■ Exercise instructions ■
Recast every line of the rows below as a two-column Markdown table, headed Number and Content. Skip blank lines and leave the pictures out.

■ Supplied data ■
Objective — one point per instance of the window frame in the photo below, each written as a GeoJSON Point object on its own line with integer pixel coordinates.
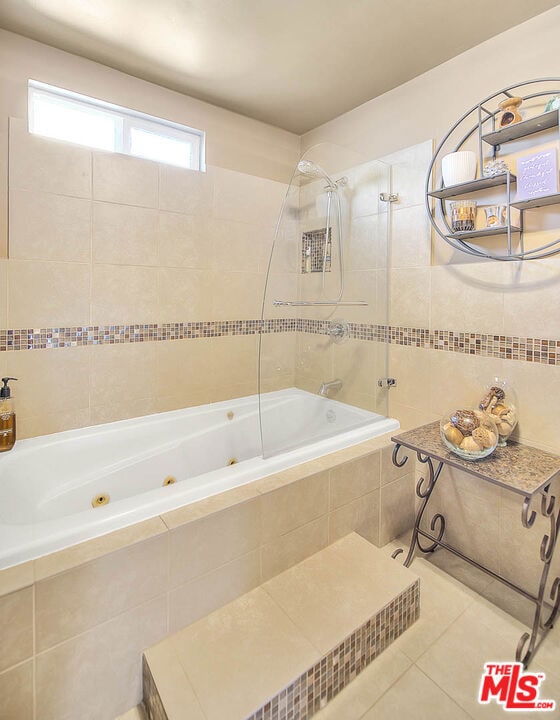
{"type": "Point", "coordinates": [129, 120]}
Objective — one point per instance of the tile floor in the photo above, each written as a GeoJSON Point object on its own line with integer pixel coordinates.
{"type": "Point", "coordinates": [433, 671]}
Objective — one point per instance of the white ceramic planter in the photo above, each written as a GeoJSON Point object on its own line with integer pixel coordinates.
{"type": "Point", "coordinates": [458, 167]}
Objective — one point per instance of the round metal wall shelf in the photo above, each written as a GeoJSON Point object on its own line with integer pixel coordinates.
{"type": "Point", "coordinates": [477, 127]}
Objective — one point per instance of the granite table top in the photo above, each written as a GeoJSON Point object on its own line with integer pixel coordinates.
{"type": "Point", "coordinates": [518, 467]}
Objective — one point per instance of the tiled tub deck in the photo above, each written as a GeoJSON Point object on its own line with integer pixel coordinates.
{"type": "Point", "coordinates": [74, 623]}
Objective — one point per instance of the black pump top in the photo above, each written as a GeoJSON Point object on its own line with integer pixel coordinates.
{"type": "Point", "coordinates": [6, 390]}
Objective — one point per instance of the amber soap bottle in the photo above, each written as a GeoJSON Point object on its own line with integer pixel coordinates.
{"type": "Point", "coordinates": [7, 417]}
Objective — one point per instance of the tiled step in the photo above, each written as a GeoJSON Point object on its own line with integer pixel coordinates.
{"type": "Point", "coordinates": [286, 648]}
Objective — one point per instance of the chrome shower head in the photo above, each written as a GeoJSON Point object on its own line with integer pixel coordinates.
{"type": "Point", "coordinates": [315, 172]}
{"type": "Point", "coordinates": [311, 170]}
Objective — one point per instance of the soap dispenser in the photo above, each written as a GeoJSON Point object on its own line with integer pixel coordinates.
{"type": "Point", "coordinates": [7, 417]}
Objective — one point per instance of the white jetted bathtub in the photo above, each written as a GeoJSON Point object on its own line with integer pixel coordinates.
{"type": "Point", "coordinates": [48, 484]}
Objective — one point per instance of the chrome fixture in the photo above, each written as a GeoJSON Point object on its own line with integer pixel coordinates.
{"type": "Point", "coordinates": [330, 388]}
{"type": "Point", "coordinates": [338, 331]}
{"type": "Point", "coordinates": [387, 383]}
{"type": "Point", "coordinates": [316, 172]}
{"type": "Point", "coordinates": [308, 303]}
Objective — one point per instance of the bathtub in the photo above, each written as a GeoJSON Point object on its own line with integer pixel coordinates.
{"type": "Point", "coordinates": [48, 484]}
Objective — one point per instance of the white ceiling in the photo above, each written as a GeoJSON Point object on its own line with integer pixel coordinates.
{"type": "Point", "coordinates": [291, 63]}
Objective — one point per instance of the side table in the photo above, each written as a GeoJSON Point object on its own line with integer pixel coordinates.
{"type": "Point", "coordinates": [518, 468]}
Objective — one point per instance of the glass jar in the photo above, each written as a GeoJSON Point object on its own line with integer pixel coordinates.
{"type": "Point", "coordinates": [463, 215]}
{"type": "Point", "coordinates": [500, 402]}
{"type": "Point", "coordinates": [470, 433]}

■ Answer for the task ■
| Number | Content |
|---|---|
| 1 | Objective — one point per instance of the window frame in the photo below, each written as a GeoJSON Point object on its own line with integer pixel coordinates. |
| 2 | {"type": "Point", "coordinates": [129, 120]} |
| 3 | Objective — one point per instance of the tile floor in the photo above, each written as a GeoJSON Point object on its own line with integer pixel coordinates. |
| 4 | {"type": "Point", "coordinates": [433, 671]} |
| 5 | Objective — one point per instance of the white ceramic planter in the photo above, each written as a GeoJSON Point object on its own line with integer pixel coordinates. |
| 6 | {"type": "Point", "coordinates": [458, 167]} |
| 7 | Objective — one point per instance of the round metal wall shelf in the photo above, each written as a GeoJSON Point object on its own line with integer pixel coordinates. |
| 8 | {"type": "Point", "coordinates": [477, 127]} |
| 9 | Objective — one point per instance of the granite table top in the photo above, each written as a GeoJSON Point object on its own line with integer pixel coordinates. |
| 10 | {"type": "Point", "coordinates": [518, 467]} |
| 11 | Objective — one point per instance of the tiled tub deck in the photo above, each written as a GeoJSON Point object on its own line with integer pixel coordinates. |
| 12 | {"type": "Point", "coordinates": [74, 623]} |
| 13 | Objective — one point per instance of the black pump top in the photo above, each written as a GeoJSON Point object on its own line with integer pixel coordinates. |
| 14 | {"type": "Point", "coordinates": [6, 390]} |
| 15 | Objective — one point per instance of the amber soap bottle in the photo above, each written as a GeoJSON Point object on its own line with integer pixel coordinates. |
| 16 | {"type": "Point", "coordinates": [7, 417]} |
| 17 | Objective — one point per instance of the tiled step in the photo above, each written as a GeoJSON Point object on its own line with integer pixel coordinates. |
| 18 | {"type": "Point", "coordinates": [286, 648]} |
| 19 | Objective — one point per instance of the chrome shower head in the photo above, each written as a GeoJSON Point object on its own line with integer pixel coordinates. |
| 20 | {"type": "Point", "coordinates": [315, 172]} |
| 21 | {"type": "Point", "coordinates": [311, 170]} |
| 22 | Objective — one point per instance of the soap dispenser in the photo above, each written as a GeoJSON Point object on its own line with integer pixel coordinates. |
| 23 | {"type": "Point", "coordinates": [7, 417]} |
| 24 | Objective — one point per instance of the white jetted bathtub in the photo above, each written as a GeoJSON Point object on its own line with integer pixel coordinates. |
| 25 | {"type": "Point", "coordinates": [48, 484]} |
| 26 | Objective — one point per instance of the chrome fixture in the photo above, each written as a GeoJSON Point object on its own line with integer pixel coordinates. |
| 27 | {"type": "Point", "coordinates": [330, 388]} |
| 28 | {"type": "Point", "coordinates": [338, 331]} |
| 29 | {"type": "Point", "coordinates": [387, 383]} |
| 30 | {"type": "Point", "coordinates": [316, 172]} |
| 31 | {"type": "Point", "coordinates": [308, 303]} |
| 32 | Objective — one point per instance of the bathtub in the photo above, each written as a GeoJSON Point object on its own line with integer pixel coordinates. |
| 33 | {"type": "Point", "coordinates": [48, 484]} |
| 34 | Objective — one point per instance of the white ceiling in the photo above, each written as a GeoJSON Point object on its own line with integer pixel coordinates. |
| 35 | {"type": "Point", "coordinates": [291, 63]} |
| 36 | Objective — one point per instance of the side table in the photo above, each written as a GeoJSON Point object on its own line with integer pixel coordinates. |
| 37 | {"type": "Point", "coordinates": [518, 468]} |
| 38 | Objective — one point per instance of the glass jar in the photo above, each written as a GeoJSON Point object on its own line with integer pixel coordinates. |
| 39 | {"type": "Point", "coordinates": [463, 215]} |
| 40 | {"type": "Point", "coordinates": [500, 402]} |
| 41 | {"type": "Point", "coordinates": [470, 433]} |